_Exercise instructions_
Make an exact copy of all the entries, but do not reproduce the pictures.

_Data for this task_
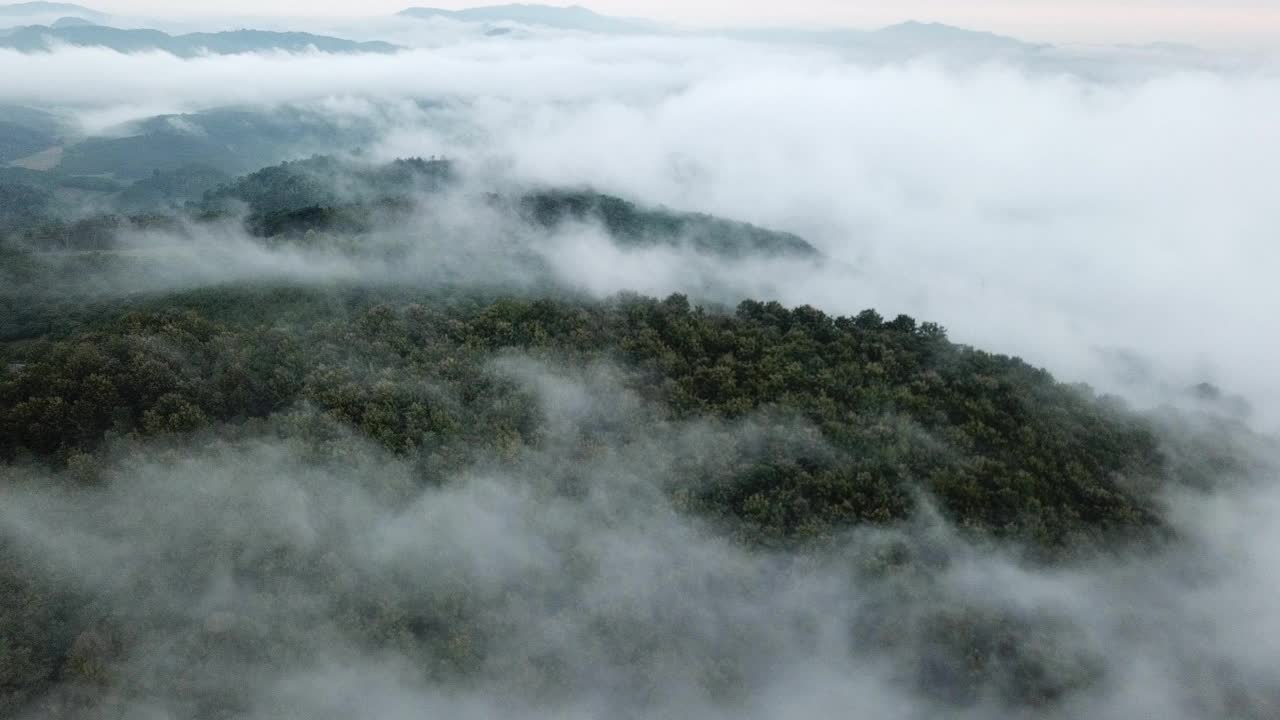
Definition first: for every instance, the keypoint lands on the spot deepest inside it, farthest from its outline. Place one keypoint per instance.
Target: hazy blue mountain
(35, 39)
(72, 22)
(19, 141)
(565, 18)
(228, 140)
(28, 9)
(904, 39)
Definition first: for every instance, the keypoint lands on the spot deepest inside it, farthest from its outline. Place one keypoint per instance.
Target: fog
(1115, 227)
(580, 591)
(1038, 213)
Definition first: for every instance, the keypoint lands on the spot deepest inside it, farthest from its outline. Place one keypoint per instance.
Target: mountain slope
(563, 18)
(37, 39)
(27, 9)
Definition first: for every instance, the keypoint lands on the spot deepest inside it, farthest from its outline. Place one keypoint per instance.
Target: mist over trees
(439, 392)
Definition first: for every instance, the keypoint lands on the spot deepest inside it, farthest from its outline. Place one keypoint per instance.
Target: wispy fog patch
(566, 583)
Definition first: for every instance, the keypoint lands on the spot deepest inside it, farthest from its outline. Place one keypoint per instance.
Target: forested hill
(778, 429)
(342, 197)
(894, 405)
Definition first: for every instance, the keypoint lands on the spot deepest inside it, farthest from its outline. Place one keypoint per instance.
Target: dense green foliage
(640, 227)
(1000, 445)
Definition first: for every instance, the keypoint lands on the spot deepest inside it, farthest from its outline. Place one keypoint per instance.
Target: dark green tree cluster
(899, 410)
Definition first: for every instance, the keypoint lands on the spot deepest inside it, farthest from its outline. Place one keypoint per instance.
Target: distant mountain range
(28, 9)
(37, 39)
(910, 37)
(547, 16)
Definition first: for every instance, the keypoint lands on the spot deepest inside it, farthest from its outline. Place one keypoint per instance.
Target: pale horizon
(1240, 23)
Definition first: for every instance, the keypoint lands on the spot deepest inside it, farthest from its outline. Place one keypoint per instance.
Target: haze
(1255, 23)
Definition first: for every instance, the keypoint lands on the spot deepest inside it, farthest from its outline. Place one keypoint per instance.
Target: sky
(1211, 22)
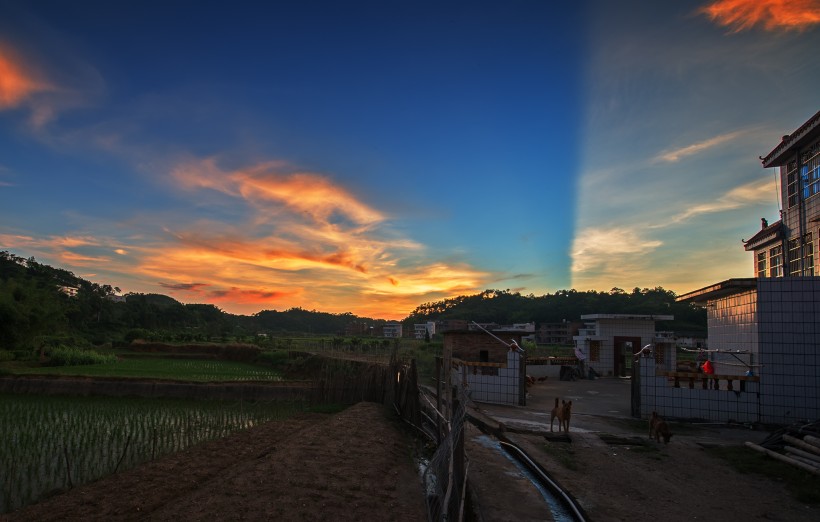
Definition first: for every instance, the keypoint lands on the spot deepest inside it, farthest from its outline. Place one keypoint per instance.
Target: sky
(371, 156)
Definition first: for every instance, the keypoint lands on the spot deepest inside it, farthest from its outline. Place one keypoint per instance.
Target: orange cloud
(17, 83)
(773, 15)
(308, 194)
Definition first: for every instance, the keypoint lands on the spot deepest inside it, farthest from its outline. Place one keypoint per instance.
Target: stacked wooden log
(799, 448)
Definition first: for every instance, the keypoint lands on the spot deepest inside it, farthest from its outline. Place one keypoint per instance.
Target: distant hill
(34, 311)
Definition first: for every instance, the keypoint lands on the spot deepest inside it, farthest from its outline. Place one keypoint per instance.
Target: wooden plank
(804, 454)
(802, 444)
(814, 441)
(802, 465)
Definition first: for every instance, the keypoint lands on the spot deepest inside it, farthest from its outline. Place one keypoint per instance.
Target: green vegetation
(51, 443)
(154, 367)
(36, 314)
(63, 356)
(803, 485)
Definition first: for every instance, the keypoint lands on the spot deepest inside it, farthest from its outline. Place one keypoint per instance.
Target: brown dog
(659, 428)
(561, 412)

_Task result_
Definition first: for every instance, the keypoint lands on the spot deepest inside it, farthest from its outline. Place one keypoint per instance.
Target: hazy blue mountain
(35, 39)
(72, 22)
(19, 141)
(565, 18)
(228, 140)
(28, 9)
(904, 39)
Definition first: for every instance, the keypoint lands on the spot deepest inside it, farthest from its outline. Place one keypoint per instance.
Target: fog
(1115, 227)
(580, 591)
(1038, 213)
Definition first: for every instance, the keypoint lands on the spot deepest inside it, farthest from its outline. Place one keypoint per instance.
Target: mountain slope
(563, 18)
(37, 39)
(27, 9)
Definition first: for every instance, the keypoint lands on the spot deepest inside it, farthest from its outline. Place one keypoint per instance.
Target: mist over trees
(439, 392)
Definition first: for every instance, the keypoint lands on the spot deepest inside it, farthest from its outline. Place one keypoint per instance.
Target: wispy fog patch
(566, 583)
Definition first: for every instance, the keypoint lands on the spot deepest inside it, farthest from its outline. Place one keypoint per instance.
Target: forested hill
(778, 429)
(342, 197)
(894, 405)
Definition first: for every instance, the keypoint lands on the spot deepest inside it, farthest from its outline. Place one keypoint per instance.
Target: dense green foliage
(640, 227)
(1000, 445)
Definition first: for every instance, the keypoint lands on the spot deepest inside it, farthest from its outline. Place one keypoint per instance.
Target: dark green tree cluster
(899, 410)
Definition first: for every instance, the keypoint lands on the spot deepest inside it, farthest from its outline. Place one keypoint per instance.
Target: distant mountain range
(28, 9)
(37, 39)
(910, 37)
(547, 16)
Definition first: for every instance, the keypoint lands on the spot deepest inside it, farthest from its outline. Place one keypoint per instance.
Target: pale horizon
(1240, 23)
Definition first: for every instance, the keypoint lands on the spot deepest inside it, farthest from its outline. Place one keypoint per instance.
Target: haze
(1255, 23)
Definition first: for every instance, the keypoint lands on the spot deepest inside it, farthest from its outline. Place one keypoint per instance.
Target: sky
(1211, 22)
Definition first: for every instance, the keypoint lands on the spot deepest inside it, farthest from its outline. Place one keypoint per instance.
Target: sky
(371, 156)
Definition first: for every instance, the keypoint lands on the spot deepest inside it, farthest from its outline. Place one keypoint per instance.
Target: orange cloud
(17, 83)
(773, 15)
(308, 194)
Definition first: for every instance, the keypoint lands on the spot deepest inside it, farthest from its outline. Place one keypoint per instance.
Target: stacked wooden log
(799, 448)
Definition first: for every instance, the keypoint lands on the spot deepest inside it, farthest from its outline. Place one keypoint per instance.
Target: distant hill
(34, 311)
Definition first: for every instance, the keypoint lands on the spot deepest inside it, farthest from its outline. Place one keypoint per instance.
Target: wooden plank
(804, 454)
(802, 444)
(814, 441)
(802, 465)
Definition first: for every instance, the keypoint lands on the spot deepest inside it, farthest from its outline. Place one keypoint per instance.
Target: green vegetation
(51, 443)
(154, 367)
(36, 314)
(63, 356)
(803, 485)
Definition first: for every instance, the keypoint lands on the spot deepest inside it, farthest from its outline. Place one keypoint per instance.
Target: brown dog
(659, 428)
(561, 412)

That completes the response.